● Aim
Extract, without changes, every line from the start of the items below through the line containing "(1007, 317)", both ends included.

--- Data listing ---

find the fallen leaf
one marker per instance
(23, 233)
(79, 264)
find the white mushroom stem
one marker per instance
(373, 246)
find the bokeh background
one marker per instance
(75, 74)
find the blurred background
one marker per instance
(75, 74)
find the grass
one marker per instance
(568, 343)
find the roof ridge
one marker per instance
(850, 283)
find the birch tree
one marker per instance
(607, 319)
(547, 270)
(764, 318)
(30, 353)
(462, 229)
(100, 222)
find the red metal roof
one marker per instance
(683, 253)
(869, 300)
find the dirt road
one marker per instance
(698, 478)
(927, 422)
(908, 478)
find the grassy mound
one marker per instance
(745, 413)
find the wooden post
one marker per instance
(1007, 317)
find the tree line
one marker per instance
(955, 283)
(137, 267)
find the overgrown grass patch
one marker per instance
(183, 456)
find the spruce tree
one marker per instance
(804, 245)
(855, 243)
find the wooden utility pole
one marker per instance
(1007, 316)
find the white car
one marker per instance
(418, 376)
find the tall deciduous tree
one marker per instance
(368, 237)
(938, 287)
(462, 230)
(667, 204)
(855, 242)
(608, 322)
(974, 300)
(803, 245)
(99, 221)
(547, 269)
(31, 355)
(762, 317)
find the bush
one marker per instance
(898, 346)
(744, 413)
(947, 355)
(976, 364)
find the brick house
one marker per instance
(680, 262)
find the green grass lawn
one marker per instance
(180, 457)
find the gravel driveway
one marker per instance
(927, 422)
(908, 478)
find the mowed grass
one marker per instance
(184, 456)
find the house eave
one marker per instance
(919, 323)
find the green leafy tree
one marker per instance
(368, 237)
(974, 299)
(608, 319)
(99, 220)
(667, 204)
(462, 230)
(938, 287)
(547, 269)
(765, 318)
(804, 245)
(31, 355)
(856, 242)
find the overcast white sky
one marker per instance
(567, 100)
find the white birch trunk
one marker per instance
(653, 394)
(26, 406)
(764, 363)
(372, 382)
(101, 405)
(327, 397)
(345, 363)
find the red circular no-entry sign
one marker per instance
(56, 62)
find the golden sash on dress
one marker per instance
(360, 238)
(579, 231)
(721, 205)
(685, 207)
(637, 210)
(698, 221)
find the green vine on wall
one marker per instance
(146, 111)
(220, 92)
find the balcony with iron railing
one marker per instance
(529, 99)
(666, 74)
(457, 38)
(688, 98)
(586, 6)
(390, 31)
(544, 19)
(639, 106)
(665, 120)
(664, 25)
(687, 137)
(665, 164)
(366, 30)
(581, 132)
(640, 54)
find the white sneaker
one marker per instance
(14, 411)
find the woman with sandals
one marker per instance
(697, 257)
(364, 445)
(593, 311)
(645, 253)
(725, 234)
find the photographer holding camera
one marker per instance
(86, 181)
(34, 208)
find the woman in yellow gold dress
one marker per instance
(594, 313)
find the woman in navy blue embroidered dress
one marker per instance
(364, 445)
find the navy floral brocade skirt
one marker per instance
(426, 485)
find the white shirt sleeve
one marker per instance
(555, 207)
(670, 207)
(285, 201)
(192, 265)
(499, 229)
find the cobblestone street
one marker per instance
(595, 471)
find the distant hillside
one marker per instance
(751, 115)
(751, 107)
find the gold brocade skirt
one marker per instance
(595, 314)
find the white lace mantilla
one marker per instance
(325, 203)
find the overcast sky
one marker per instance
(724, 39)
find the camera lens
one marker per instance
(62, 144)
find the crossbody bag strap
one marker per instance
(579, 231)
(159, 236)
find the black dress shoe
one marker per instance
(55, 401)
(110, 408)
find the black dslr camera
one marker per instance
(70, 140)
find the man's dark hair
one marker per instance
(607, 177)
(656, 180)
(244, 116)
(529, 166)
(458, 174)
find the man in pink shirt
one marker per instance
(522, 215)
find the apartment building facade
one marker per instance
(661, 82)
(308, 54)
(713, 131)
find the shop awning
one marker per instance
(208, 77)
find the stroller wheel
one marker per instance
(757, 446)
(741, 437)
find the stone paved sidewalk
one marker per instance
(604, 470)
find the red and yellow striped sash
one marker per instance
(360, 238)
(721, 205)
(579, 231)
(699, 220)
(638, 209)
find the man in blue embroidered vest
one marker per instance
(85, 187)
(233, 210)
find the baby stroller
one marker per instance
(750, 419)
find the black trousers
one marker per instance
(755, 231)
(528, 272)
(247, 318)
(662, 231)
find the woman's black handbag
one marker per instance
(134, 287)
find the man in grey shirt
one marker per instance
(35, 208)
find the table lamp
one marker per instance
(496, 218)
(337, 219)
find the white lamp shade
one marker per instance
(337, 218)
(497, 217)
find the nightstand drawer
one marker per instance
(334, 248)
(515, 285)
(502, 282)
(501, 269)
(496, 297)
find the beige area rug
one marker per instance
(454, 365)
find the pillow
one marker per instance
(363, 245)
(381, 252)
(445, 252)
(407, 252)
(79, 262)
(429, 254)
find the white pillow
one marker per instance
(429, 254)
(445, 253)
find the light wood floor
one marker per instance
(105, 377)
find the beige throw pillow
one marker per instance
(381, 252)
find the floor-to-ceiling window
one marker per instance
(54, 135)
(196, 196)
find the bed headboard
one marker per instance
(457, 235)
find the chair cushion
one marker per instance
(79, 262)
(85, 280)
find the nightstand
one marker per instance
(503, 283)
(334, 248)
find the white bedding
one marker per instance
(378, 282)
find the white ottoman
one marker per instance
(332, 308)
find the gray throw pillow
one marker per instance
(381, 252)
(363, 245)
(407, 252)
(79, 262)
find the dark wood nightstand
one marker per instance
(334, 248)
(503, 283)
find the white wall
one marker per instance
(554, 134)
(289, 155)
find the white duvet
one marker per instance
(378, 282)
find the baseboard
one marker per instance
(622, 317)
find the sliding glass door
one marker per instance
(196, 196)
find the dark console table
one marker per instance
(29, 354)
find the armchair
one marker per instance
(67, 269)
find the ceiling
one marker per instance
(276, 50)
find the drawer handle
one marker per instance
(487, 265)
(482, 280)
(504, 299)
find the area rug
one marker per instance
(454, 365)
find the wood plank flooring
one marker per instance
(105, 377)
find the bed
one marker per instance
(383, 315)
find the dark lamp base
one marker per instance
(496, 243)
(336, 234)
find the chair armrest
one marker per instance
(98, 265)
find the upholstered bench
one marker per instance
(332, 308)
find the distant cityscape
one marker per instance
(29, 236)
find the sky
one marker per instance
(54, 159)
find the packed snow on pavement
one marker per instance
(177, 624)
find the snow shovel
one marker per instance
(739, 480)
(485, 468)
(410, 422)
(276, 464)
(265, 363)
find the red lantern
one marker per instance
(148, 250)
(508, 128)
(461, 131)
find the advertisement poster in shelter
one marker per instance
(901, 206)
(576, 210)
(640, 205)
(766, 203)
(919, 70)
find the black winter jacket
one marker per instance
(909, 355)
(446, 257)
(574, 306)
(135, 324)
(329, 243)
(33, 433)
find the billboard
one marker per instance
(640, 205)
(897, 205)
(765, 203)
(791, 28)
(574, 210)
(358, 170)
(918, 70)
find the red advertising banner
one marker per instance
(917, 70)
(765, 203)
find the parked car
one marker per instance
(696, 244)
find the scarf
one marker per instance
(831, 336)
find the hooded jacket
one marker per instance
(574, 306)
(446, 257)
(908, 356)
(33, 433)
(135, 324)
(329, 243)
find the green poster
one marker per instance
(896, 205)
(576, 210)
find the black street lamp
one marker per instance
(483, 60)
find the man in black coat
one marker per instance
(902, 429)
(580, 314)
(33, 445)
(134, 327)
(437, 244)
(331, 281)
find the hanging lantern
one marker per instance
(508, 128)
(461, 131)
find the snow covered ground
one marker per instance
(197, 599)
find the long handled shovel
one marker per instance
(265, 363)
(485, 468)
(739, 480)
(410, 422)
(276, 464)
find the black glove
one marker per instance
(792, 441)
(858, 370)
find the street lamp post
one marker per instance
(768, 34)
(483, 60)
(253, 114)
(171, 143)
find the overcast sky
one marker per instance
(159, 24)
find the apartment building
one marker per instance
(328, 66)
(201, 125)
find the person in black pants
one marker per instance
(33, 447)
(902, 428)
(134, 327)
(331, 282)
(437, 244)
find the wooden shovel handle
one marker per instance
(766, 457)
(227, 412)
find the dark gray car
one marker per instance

---

● Correct result
find the fallen leaf
one marker per instance
(23, 233)
(79, 264)
find the white mushroom stem
one marker per instance
(373, 246)
find the bokeh background
one marker per instance
(75, 74)
find the blurred background
one marker per instance
(75, 74)
find the grass
one marker per instance
(568, 343)
find the roof ridge
one marker per instance
(850, 283)
find the birch tree
one marker per instance
(607, 319)
(547, 270)
(764, 318)
(30, 353)
(462, 229)
(100, 222)
find the red metal roof
one marker per instance
(683, 253)
(869, 300)
find the dirt road
one marker per instance
(698, 478)
(927, 422)
(908, 478)
find the grassy mound
one marker per instance
(745, 413)
find the wooden post
one marker per instance
(1007, 317)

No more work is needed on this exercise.